*APPLY WHAT YOU READ*
1. According to the news report, how early were the two Pussy Riot members freed?
2. Reproduce the passage of the news report that begins at the words "Alyokhina was quietly" and stops after "Krasnoyarsk in Siberia.".

*SELECTED EXCERPT*
__________

Russia frees Pussy Riot punks from prison

Russia frees Pussy Riot punks from prison

MOSCOW - Russia on Monday freed both jailed members of anti-Kremlin punk band Pussy Riot whose imprisonment prompted a wave of global outrage, but one immediately denounced her release as a "PR stunt".

Both Maria Alyokhina and Nadezhda Tolokonnikova were freed two months early under a Kremlin-backed amnesty after serving most of their two-year sentences.

Alyokhina was quietly whisked away from her prison colony in the city of Nizhny Novgorod while Tolokonnikova emerged in much more public fashion a few hours later from a prison hospital in Krasnoyarsk in Siberia.

The move comes just three days after the shock pardoning and liberation of anti-Kremlin tycoon Mikhail Khodorkovsky, which many saw as a bid by President Vladimir Putin to improve Russia's image ahead of the 2014 Winter Olympics that it is hosting in Sochi in February.

Showing she had lost none of her fighting spirit during her incarceration, Alyokhina used her first interview after her release to slam the amnesty as a mere publicity stunt, and said that she would have preferred to remain in prison.

"I don't think it's an amnesty, it's a profanation," she told the Dozhd television channel, saying it only applied to a tiny minority of convicts. "I don't think the amnesty is a humanitarian act, I think it's a PR stunt."

"In this situation, I was just a body being moved in space, nothing depended on me," she said. "If I had a choice to refuse (the amnesty), I would have, without a doubt," she said.

Whisked away to freedom

Alyokhina's release was marked by the same kind of security that marked that of Khodorkovsky, who was not seen after his release until he touched down at a Berlin airport on Friday afternoon.

She was whisked away from the prison without speaking with the media after the highly-anticipated release, her lawyer said.

Her lawyer Irina Khrunova said prison officials drove the 25-year-old out of the penal colony to avoid a media frenzy.

Instead of going home to Moscow, Alyokhina went straight to the local rights NGO Committee Against Torture to discuss rights violations of fellow inmates.

Tolokonnikova, who spent the last part of her sentence in a prison hospital in Siberian city of Krasnoyarsk after a transfer from a notoriously harsh colony in the Mordovia region, finally walked out in the evening to a crush of journalists freezing in temperatures of in minus 20 degrees Celsius.

"Nadya is free!" wrote her husband Pyotr Verzilov on Twitter.

__________

(Pointing data for regions)
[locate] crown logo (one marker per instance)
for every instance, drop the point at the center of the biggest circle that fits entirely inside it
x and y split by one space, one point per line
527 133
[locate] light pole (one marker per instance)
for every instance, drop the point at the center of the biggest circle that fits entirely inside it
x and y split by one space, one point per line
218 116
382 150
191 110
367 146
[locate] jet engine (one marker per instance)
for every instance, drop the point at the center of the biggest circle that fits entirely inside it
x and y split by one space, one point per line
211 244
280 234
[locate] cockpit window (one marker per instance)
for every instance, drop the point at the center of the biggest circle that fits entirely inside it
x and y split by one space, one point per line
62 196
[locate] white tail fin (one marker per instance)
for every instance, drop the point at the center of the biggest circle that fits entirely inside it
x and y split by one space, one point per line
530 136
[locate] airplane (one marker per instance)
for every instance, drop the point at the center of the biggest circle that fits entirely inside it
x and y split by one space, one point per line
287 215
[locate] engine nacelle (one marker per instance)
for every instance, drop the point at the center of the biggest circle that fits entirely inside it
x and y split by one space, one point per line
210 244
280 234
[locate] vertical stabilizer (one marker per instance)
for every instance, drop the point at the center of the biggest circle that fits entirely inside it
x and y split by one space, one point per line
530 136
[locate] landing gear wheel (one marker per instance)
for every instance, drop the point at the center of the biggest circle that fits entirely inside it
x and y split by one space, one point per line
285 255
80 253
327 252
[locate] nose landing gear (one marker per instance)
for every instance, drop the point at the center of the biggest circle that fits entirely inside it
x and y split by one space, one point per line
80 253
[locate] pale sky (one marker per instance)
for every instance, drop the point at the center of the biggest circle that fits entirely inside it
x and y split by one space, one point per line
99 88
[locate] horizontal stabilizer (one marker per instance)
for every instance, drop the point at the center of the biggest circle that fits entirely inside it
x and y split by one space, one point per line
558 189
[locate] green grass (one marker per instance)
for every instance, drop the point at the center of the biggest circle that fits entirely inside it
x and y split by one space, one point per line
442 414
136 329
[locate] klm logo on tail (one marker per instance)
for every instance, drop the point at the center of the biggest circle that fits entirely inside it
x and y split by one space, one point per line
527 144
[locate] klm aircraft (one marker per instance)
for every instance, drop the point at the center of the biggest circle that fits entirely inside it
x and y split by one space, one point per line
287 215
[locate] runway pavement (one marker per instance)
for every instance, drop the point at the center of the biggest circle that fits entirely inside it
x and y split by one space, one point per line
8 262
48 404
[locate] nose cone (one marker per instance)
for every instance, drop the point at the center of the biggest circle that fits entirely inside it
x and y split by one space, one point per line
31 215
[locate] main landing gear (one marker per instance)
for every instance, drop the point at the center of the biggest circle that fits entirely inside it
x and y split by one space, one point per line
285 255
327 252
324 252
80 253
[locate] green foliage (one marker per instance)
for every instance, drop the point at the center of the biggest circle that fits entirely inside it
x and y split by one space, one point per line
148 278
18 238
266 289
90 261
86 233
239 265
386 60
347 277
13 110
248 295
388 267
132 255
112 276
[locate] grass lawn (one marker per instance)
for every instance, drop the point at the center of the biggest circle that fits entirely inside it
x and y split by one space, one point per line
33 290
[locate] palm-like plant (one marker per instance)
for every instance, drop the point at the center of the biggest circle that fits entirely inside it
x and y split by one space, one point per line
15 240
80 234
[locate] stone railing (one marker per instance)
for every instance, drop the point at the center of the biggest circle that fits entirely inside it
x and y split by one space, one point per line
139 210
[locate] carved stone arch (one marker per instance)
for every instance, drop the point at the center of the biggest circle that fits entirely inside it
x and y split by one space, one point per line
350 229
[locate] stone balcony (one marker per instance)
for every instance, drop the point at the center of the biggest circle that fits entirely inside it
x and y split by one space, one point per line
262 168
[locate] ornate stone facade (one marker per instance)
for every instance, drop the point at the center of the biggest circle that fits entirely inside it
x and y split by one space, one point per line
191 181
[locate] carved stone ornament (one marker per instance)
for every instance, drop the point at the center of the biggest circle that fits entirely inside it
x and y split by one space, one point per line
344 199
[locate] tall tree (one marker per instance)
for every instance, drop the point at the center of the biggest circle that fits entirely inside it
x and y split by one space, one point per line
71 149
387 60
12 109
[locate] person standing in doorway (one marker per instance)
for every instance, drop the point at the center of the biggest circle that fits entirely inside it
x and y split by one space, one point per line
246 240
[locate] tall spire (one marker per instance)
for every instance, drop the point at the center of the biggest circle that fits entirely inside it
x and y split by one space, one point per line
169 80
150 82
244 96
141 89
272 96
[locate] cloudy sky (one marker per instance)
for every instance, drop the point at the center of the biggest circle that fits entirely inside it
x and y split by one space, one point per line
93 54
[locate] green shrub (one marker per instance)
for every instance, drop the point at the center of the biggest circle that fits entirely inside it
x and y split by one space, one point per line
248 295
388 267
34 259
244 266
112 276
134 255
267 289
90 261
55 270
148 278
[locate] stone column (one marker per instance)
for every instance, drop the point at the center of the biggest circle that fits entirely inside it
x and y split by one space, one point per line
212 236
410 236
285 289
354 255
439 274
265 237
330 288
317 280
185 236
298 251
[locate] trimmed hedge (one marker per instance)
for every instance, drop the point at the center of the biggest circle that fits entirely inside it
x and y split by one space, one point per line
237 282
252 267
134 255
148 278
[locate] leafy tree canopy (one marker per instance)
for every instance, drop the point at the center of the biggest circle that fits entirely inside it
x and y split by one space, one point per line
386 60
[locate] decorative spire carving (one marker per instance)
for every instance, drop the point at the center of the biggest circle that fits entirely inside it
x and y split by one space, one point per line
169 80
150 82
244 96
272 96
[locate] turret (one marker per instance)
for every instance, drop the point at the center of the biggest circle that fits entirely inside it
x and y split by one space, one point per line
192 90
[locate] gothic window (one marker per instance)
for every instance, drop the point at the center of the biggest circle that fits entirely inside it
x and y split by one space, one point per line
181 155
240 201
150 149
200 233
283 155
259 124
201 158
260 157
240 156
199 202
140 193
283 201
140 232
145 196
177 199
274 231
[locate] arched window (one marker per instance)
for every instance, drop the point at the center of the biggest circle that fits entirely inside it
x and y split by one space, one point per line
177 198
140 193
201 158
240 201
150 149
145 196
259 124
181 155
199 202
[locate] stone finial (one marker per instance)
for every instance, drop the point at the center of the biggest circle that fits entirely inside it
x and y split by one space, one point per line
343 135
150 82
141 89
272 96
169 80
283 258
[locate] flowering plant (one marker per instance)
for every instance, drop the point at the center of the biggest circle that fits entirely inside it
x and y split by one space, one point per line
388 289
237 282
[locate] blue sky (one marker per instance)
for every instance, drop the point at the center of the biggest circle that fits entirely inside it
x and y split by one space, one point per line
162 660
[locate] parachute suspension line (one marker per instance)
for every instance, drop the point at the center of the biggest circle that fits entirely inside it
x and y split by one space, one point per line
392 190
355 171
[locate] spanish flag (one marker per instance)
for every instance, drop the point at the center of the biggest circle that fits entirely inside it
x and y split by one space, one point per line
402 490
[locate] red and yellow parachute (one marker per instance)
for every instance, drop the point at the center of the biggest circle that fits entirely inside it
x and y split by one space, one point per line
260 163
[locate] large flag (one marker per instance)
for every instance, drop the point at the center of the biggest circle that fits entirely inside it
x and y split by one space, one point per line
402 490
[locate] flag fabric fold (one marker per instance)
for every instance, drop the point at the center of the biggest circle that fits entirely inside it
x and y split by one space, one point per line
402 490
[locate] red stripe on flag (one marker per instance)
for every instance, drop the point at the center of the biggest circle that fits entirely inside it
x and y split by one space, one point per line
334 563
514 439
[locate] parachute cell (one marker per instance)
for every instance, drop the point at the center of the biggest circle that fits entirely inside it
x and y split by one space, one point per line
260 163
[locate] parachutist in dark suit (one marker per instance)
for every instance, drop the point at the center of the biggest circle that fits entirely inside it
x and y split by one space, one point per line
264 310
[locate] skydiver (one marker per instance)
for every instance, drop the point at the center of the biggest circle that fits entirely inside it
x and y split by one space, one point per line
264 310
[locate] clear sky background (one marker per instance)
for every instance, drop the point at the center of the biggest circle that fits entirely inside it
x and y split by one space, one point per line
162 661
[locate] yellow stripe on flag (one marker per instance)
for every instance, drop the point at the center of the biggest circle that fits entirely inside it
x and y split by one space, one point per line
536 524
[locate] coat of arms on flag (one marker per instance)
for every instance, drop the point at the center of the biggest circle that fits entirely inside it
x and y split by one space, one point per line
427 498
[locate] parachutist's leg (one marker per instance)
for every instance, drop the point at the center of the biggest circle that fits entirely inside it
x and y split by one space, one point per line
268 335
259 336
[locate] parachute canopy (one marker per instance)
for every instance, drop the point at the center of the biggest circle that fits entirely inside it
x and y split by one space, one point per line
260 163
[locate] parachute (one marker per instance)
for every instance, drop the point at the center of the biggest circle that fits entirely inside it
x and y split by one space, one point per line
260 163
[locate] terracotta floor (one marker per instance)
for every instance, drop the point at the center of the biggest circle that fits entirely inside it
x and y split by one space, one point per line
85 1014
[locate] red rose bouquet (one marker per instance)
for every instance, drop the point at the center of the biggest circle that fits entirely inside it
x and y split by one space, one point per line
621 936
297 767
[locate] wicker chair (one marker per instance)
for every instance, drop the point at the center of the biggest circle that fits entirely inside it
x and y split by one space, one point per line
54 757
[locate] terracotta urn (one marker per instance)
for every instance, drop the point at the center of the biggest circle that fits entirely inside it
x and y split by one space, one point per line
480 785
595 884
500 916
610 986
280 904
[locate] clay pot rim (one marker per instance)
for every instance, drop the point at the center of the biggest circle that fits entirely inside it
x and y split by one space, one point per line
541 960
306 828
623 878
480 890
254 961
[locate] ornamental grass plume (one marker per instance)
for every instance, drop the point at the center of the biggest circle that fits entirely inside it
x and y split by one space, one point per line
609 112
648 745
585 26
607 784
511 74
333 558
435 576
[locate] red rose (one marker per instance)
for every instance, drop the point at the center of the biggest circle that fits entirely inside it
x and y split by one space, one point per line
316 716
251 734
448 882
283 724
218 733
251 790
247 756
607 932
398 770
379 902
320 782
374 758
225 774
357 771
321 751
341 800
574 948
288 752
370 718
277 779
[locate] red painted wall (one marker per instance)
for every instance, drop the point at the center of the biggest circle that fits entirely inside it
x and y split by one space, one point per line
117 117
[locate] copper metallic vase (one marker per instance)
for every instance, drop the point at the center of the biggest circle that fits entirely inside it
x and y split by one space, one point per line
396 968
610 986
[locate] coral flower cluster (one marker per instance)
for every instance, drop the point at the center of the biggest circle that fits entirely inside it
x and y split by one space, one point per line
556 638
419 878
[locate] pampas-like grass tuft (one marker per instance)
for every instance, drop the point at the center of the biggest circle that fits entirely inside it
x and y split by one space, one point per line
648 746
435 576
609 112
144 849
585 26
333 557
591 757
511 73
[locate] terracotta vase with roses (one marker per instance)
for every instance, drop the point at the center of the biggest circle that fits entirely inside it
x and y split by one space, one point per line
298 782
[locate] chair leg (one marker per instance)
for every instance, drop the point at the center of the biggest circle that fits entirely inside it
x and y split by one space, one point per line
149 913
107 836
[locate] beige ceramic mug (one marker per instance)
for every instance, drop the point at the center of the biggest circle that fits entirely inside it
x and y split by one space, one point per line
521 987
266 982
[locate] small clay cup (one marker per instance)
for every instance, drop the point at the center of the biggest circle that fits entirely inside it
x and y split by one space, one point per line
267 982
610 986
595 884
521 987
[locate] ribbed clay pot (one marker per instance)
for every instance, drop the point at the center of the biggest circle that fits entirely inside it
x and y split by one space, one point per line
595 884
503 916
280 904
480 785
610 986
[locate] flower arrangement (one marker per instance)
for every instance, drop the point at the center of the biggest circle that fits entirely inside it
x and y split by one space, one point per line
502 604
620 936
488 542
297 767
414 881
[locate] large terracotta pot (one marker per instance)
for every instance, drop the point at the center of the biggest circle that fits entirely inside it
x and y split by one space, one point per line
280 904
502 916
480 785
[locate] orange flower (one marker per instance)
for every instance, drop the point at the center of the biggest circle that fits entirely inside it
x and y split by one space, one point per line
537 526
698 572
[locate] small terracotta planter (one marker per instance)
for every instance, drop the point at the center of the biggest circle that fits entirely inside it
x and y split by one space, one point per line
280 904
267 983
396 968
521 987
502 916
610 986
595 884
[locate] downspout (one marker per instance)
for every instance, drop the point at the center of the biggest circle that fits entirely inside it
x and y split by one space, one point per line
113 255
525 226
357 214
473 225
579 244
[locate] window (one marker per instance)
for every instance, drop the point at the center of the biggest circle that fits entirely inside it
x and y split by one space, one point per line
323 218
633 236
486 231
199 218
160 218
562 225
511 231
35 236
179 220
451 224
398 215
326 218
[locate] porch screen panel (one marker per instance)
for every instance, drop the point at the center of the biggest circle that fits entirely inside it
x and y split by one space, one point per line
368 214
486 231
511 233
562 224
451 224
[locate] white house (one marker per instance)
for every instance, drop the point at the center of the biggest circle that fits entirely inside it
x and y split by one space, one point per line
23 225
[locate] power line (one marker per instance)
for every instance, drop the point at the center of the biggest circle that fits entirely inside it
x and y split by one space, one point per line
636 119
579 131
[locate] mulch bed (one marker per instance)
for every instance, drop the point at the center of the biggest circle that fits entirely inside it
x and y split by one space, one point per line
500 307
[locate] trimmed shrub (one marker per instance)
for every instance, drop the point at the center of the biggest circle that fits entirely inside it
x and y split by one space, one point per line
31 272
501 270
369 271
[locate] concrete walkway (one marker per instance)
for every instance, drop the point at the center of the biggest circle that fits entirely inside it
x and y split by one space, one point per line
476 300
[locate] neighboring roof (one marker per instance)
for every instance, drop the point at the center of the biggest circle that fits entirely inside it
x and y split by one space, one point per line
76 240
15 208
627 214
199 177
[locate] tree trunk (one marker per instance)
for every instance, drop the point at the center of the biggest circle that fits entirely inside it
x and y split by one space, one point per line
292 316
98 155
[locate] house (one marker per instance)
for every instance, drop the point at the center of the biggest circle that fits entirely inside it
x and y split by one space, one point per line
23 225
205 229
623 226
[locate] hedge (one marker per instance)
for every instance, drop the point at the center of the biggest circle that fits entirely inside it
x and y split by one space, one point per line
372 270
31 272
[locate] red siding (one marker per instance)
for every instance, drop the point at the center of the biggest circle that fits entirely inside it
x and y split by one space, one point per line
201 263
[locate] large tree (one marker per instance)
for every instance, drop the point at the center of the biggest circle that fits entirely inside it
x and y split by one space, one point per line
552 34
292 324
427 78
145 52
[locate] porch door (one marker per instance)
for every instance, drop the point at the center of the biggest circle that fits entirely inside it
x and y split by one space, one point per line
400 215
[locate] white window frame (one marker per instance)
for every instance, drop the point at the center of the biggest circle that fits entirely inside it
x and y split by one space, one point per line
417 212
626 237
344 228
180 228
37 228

__________

*ANSWERS PER TASK*
1. Two months early.

2.
Alyokhina was quietly whisked away from her prison colony in the city of Nizhny Novgorod while Tolokonnikova emerged in much more public fashion a few hours later from a prison hospital in Krasnoyarsk in Siberia.